- [WHAT YOU HAVE TO DO]: Put every line of the listing below into a numbered list, skipping blank lines and omitting the pictures.

Dataset records:
begin

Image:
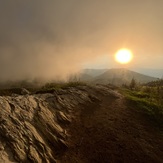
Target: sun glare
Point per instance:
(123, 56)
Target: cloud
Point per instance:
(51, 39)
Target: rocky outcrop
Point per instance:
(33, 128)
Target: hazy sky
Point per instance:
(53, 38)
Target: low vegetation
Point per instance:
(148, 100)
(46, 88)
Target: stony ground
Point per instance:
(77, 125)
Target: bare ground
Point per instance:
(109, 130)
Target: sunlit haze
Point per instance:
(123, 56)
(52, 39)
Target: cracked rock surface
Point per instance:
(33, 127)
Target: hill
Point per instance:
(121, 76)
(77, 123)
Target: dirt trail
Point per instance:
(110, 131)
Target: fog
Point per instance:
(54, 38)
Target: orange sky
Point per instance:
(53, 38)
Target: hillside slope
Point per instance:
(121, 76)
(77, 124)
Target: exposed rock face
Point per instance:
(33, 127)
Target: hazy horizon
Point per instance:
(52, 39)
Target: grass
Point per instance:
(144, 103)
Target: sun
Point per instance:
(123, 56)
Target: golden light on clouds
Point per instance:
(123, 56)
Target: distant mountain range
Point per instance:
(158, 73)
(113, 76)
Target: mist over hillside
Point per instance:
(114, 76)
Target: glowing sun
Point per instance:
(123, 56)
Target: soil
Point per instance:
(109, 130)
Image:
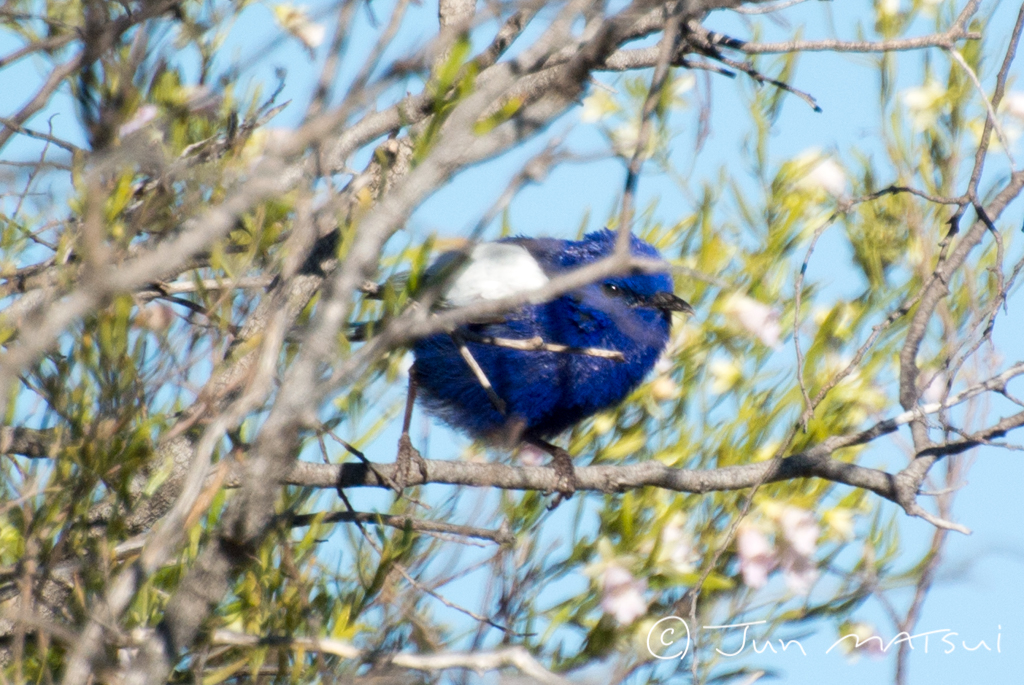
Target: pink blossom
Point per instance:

end

- [FINAL ANSWER]:
1. Image:
2. Target: sun glare
3. Point per instance:
4. (123, 56)
5. Target: cloud
6. Point per instance:
7. (51, 39)
8. Target: rocky outcrop
9. Point per instance:
10. (33, 128)
11. Target: hazy sky
12. Point per instance:
13. (53, 38)
14. Target: low vegetation
15. Point per instance:
16. (148, 100)
17. (46, 88)
18. Target: stony ground
19. Point per instance:
20. (77, 125)
21. Target: bare ground
22. Point per instance:
23. (109, 130)
24. Target: sunlit haze
25. Point per instance:
26. (123, 56)
27. (52, 39)
28. Target: cracked rock surface
29. Point per instance:
30. (33, 127)
31. Target: hill
32. Point per instance:
33. (121, 76)
34. (77, 123)
35. Target: dirt trail
36. Point per instance:
37. (110, 131)
38. Target: fog
39. Point per instance:
40. (54, 38)
41. Target: orange sky
42. Point per instance:
43. (53, 38)
44. Target: hillside slope
45. Point per instance:
46. (121, 76)
47. (77, 124)
48. Target: exposed rock face
49. Point per instance:
50. (33, 127)
51. Target: hazy horizon
52. Point per instance:
53. (52, 39)
54. Target: grass
55. Point per instance:
56. (144, 103)
57. Target: sun
58. Point per instance:
59. (123, 56)
60. Target: golden light on clouds
61. Point per instance:
62. (123, 56)
63. Target: distant mountain range
64. Point per instance:
65. (158, 73)
66. (113, 76)
67. Target: mist over hillside
68. Point per instance:
69. (114, 76)
70. Target: glowing sun
71. Point per instance:
72. (123, 56)
73. Target: soil
74. Point per instance:
75. (109, 130)
76. Image:
77. Target: pink blossom
78. Point per instance:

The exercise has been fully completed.